> **EXTRACT TO READ**
The PSO-NLM algorithm proposed in this study is used for filtering and noise reduction of the composite signals.In order to verify the effectiveness and superiority of PSO-NLM, two commonly used fast filtering algorithms, i.e., median filtering (MF) and wavelet thresholding noise reduction (WTD), are also used to compare with the proposed PSO-NLM method, taking into account that the PSO-NLM is an improvement on the NLM method. Therefore, NLM is also used to analyze the original signal and compare it with the proposed method. In the noise reduction process, the unique parameter window length of median filtering is selected as 35, the optimal predictor variable threshold selection is used in wavelet threshold filtering, soft threshold noise reduction method, sym3 wavelet basis function is selected, the number of decomposition layers is set to 4, the structural block half-width of 90 is selected for NLM and PSO-NLM, the search region half-width of 6000, and the filter parameter is set to 1. The denoising effect of different algorithms is shown in Fig. 4. Where Fig. 4(a)~(d) shows the feature extraction effect of MF, WTD, NLM and PSO-NLM, respectively. As can be seen from the figure, all four methods can filter out a large amount of noise and highlight the Gaussian pulse sequence. The median filtering denoises the most remaining noise, while wavelet thresholding denoises the waveform with serious distortion. NLM and PSO-NLM denoise the Gaussian pulse sequence more purely and with less distortion.

In order to quantitatively compare the denoising performance of the four filtering methods, signal-to-noise ratio (SNR) and mean absolute error (MAE) are introduced as signal denoising evaluation indexes. White noise from -10dB to 20dB SNR is sequentially added to the original Gaussian pulse sequence, and MAE is used as a quantitative index to examine the denoising performance of median filtering, wavelet threshold filtering, NLM and PSO-NLM in different noise environments. Figure 5 shows the feature extraction effect of different algorithms under different signal-to-noise ratios.

It can be seen that the PSO-NLM algorithm has high filtering accuracy under various signal-to-noise ratios, especially at low signal-to-noise ratios, and still has good robustness. When the signal-to-noise ratio is increased from -10dB to 20dB, the feature extraction MAE of PSO-NLM algorithm is reduced from 0.574 to 0.081. In addition, the running time of the different algorithms is counted in this paper, and the four algorithms have a running time of less than 0.8s, which can be used as a feature extraction method for fault diagnosis in offshore oil and gas fields. Among them, the running time of PSO-NLM algorithm is only 0.051s, which is about 81.48% higher than that of NLM algorithm, and has the optimal running efficiency. Therefore, the PSO-NLM algorithm is applied to extract fault features from offshore oil and gas field equipment, which has better extraction efficiency.

> **ASSIGNMENT 1**
Answer these questions from the passage on PSO-NLM signal denoising:
(a) What window length is chosen for median filtering?
(b) Over what range of signal-to-noise ratios is white noise added to the original Gaussian pulse sequence?
(c) What is the running time of the PSO-NLM algorithm?
> **ASSIGNMENT 2**
Translate this sentence from the passage on PSO-NLM signal denoising into Spanish: "As can be seen from the figure, all four methods can filter out a large amount of noise and highlight the Gaussian pulse sequence."
> **ASSIGNMENT 3**
Proceed with the passage on PSO-NLM signal denoising, starting after its last sentence.

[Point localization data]

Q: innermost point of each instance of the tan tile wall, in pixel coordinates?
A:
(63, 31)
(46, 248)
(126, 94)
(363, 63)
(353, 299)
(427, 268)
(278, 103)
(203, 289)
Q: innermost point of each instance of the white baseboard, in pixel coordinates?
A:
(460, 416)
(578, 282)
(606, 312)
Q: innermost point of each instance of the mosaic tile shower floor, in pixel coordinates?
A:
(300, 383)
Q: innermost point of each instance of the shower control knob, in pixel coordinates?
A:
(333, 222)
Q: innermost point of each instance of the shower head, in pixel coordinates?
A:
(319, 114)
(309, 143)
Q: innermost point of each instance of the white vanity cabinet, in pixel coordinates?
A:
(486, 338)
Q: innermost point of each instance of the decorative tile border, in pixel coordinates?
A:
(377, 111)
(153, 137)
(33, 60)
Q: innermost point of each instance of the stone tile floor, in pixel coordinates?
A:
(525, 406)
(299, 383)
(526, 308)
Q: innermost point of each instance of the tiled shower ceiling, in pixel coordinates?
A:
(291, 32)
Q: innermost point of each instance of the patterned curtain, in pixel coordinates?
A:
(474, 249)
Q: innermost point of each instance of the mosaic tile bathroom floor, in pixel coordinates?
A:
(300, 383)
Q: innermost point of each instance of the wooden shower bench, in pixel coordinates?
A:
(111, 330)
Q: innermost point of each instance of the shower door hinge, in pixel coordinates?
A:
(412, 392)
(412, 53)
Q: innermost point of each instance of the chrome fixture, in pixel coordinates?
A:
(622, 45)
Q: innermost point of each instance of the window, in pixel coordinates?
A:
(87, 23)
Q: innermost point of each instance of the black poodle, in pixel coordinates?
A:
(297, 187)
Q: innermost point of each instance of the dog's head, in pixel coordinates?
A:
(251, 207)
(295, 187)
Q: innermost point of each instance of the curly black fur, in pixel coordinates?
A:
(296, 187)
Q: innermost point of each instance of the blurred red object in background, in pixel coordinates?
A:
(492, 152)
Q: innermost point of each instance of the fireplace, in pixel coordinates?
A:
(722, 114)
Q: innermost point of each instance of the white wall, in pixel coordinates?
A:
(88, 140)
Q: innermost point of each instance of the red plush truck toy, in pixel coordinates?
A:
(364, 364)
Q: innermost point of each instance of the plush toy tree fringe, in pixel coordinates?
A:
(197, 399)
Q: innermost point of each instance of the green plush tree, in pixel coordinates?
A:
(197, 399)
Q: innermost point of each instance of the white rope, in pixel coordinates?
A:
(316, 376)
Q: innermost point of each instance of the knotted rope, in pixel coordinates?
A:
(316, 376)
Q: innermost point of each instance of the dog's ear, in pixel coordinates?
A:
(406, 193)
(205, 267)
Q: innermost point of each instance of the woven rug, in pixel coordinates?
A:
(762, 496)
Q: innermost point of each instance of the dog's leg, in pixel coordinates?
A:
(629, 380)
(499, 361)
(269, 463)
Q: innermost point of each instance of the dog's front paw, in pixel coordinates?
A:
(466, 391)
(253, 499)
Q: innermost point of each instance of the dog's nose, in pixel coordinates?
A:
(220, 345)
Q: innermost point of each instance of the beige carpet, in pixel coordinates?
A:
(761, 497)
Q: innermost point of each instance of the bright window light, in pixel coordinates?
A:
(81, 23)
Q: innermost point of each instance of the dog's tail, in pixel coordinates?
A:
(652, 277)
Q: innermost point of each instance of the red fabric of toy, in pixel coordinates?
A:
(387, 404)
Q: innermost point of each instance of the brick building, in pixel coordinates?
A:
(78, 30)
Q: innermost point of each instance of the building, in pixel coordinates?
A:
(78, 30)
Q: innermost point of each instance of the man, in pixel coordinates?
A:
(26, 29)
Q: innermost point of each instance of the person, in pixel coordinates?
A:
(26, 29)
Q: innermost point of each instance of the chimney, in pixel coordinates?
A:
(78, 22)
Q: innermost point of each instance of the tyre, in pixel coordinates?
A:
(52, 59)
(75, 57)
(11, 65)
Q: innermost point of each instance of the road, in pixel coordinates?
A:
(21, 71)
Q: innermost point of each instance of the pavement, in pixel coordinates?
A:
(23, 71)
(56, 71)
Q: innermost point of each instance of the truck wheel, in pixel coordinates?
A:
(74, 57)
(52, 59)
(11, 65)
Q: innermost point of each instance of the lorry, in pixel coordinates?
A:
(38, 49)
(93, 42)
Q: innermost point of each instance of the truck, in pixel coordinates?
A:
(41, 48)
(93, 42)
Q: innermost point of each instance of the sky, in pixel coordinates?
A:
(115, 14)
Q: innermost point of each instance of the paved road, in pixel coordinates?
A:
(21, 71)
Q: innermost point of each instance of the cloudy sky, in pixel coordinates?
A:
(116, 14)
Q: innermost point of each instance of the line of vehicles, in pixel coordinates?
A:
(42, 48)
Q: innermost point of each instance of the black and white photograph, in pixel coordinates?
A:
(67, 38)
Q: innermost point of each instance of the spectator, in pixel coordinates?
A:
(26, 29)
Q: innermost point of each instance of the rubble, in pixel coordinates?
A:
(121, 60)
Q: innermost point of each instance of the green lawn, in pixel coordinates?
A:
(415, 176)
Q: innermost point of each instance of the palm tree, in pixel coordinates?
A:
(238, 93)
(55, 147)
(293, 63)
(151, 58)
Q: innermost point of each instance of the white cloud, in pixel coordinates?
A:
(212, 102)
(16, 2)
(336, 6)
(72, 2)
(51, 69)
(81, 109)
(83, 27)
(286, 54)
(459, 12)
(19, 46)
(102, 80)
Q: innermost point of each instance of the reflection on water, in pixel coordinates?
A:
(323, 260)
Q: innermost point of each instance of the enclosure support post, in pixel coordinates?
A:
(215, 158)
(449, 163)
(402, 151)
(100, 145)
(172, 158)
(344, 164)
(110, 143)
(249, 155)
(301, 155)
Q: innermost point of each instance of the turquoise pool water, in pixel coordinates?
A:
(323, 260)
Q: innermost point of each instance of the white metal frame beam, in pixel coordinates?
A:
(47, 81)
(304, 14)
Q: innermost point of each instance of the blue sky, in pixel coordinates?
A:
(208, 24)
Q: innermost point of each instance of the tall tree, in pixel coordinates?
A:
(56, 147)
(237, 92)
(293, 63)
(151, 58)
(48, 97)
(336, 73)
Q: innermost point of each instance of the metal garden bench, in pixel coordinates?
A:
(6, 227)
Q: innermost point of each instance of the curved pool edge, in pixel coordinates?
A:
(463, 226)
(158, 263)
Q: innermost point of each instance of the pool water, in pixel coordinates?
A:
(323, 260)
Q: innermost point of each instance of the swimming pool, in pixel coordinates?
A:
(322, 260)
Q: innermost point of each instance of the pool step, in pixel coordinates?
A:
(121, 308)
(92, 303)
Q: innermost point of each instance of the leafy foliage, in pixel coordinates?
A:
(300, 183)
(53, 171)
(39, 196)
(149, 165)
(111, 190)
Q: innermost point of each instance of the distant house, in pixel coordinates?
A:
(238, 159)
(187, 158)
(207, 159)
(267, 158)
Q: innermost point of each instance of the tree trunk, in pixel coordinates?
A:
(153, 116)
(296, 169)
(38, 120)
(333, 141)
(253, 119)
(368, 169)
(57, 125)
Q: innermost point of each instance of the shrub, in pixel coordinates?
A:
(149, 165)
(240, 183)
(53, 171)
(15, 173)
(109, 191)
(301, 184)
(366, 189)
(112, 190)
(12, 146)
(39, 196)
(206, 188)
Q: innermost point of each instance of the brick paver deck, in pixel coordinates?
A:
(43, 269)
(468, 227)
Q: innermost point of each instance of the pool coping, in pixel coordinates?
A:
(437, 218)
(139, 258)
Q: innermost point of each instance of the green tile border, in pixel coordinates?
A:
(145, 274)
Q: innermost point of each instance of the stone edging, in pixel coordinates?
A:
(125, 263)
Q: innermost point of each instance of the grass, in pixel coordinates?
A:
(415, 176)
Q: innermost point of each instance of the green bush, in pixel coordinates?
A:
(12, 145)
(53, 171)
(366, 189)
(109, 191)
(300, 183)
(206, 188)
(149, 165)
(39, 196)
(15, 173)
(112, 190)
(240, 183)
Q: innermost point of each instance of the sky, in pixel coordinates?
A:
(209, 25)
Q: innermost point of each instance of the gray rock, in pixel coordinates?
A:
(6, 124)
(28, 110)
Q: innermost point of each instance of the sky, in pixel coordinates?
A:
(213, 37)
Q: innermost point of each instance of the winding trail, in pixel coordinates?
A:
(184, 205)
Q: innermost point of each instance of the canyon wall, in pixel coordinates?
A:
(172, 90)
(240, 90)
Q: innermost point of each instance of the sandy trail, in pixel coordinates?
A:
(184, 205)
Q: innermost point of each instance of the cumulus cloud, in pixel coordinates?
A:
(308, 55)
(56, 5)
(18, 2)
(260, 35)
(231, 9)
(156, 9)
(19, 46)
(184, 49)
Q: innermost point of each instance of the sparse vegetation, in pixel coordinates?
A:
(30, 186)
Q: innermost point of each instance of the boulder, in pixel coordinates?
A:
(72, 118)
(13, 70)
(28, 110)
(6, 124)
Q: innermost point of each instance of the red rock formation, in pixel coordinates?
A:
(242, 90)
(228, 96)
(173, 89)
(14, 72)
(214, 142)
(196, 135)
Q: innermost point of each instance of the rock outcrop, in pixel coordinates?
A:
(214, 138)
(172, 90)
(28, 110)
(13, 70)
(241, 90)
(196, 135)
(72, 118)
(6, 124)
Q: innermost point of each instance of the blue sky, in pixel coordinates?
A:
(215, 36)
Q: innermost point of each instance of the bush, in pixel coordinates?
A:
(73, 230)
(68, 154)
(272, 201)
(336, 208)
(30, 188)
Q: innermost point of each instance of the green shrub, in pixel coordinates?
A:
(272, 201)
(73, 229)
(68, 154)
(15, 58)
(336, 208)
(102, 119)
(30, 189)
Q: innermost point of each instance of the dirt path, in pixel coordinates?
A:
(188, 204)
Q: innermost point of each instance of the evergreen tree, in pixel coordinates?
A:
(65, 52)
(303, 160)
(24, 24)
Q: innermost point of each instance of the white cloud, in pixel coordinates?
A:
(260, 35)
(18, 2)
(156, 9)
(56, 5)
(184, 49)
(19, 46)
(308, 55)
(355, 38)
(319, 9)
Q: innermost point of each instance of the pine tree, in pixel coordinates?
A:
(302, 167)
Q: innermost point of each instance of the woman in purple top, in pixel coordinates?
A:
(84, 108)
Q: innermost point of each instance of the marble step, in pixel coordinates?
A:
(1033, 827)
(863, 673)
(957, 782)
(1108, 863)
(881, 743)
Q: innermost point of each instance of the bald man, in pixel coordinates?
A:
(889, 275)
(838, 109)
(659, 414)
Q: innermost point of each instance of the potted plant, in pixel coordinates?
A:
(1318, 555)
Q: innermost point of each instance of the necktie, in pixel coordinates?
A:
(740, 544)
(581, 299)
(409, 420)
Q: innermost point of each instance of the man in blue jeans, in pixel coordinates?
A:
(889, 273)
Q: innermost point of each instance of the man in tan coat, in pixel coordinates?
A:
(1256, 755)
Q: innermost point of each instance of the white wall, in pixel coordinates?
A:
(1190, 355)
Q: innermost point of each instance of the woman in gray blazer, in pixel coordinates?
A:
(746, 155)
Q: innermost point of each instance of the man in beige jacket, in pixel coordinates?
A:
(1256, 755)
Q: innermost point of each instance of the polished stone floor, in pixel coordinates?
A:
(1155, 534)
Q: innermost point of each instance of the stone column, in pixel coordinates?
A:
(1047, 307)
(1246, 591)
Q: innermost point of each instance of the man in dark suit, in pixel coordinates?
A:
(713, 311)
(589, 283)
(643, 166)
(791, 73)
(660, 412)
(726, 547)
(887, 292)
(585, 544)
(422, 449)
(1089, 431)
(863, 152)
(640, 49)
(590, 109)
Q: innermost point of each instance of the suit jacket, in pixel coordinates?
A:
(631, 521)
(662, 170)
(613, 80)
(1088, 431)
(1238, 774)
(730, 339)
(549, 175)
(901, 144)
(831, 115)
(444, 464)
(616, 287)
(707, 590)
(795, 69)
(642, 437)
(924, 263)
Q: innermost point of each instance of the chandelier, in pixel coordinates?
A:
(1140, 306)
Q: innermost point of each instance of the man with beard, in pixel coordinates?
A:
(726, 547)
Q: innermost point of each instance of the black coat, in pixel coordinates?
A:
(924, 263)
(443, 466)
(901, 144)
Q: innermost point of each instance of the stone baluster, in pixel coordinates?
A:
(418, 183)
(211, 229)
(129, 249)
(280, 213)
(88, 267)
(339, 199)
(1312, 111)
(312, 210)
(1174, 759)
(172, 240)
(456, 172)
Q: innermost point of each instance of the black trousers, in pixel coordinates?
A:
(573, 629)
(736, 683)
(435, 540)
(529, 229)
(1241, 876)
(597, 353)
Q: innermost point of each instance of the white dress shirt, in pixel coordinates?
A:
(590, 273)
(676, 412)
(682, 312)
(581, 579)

> **TASK ANSWER 1**
(a) 35
(b) From -10dB to 20dB
(c) 0.051s

> **TASK ANSWER 2**
Como se puede ver en la figura, los cuatro métodos pueden eliminar mediante filtrado una gran cantidad de ruido y resaltar la secuencia de pulsos gaussianos.

> **TASK ANSWER 3**
4.1.2

Validity of data interpolation

In order to ensure the integrity of multi-source heterogeneous data of offshore oil and gas field equipment, this paper introduces the CSI algorithm to interpolate and fill them. In order to further understand the effect of this algorithm for interpolation filling, this paper carries out simulation verification of the nearest neighbor interpolation, linear interpolation, cubic interpolation and CSI algorithm with corresponding simulation signals.

The given simulation signal S(t) is superimposed by two signals S₁ and S₂, where S₁ is a sinusoidal signal with a frequency of 20 Hz, and S₂ is a cosine FM signal with a frequency range of 0 to 20 Hz. Fig. 6 shows the corresponding time-domain waveform result of the simulation signal S(t), which has a period of 2 s and an amplitude range of ±3 m/s².

Based on the simulated signal, the nearest neighbor interpolation (CI), linear interpolation (LI), cubic interpolation (CUI), and CSI algorithms are used to obtain the corresponding upper and lower envelope effects of the simulated signal as shown in Fig. 7, in which Figs. 7(a)~(d) show the interpolation results of CI, LI, CUI, and CSI, respectively. According to the simulation effect diagrams obtained for several interpolation methods, their effects are analyzed and evaluated in terms of smoothness and similarity. 1)

Smoothness. From the theoretical analysis, the so-called “smoothness” is also known as the degree of smoothness, which is quantitatively described mathematically as the existence and continuity of the k-order derivatives of a function or a curve, which is called the curve with k-order smoothness. The higher the order, the better the smoothness. Closest Interpolation, Linear Interpolation are all zero order smoothness, i.e. not smooth, Cubic Interpolation and CSI algorithm are interpolation methods that achieve more off-order smoothness by utilizing polynomials of lower number of times. Therefore, theoretically speaking, the order of the above four interpolation methods according to the degree of smoothness from low to high should be CI<LI<CUI<CSI, according to the simulation verification of the effect of comparing the degree of smoothness of the upper and lower envelopes in the figure, it can be seen that the CSI algorithm obtains the relative best smoothness of the envelope, cubic interpolation is second to the closest, linear interpolation method is the worst. The simulation results are in good agreement with the theoretical analysis results.

2)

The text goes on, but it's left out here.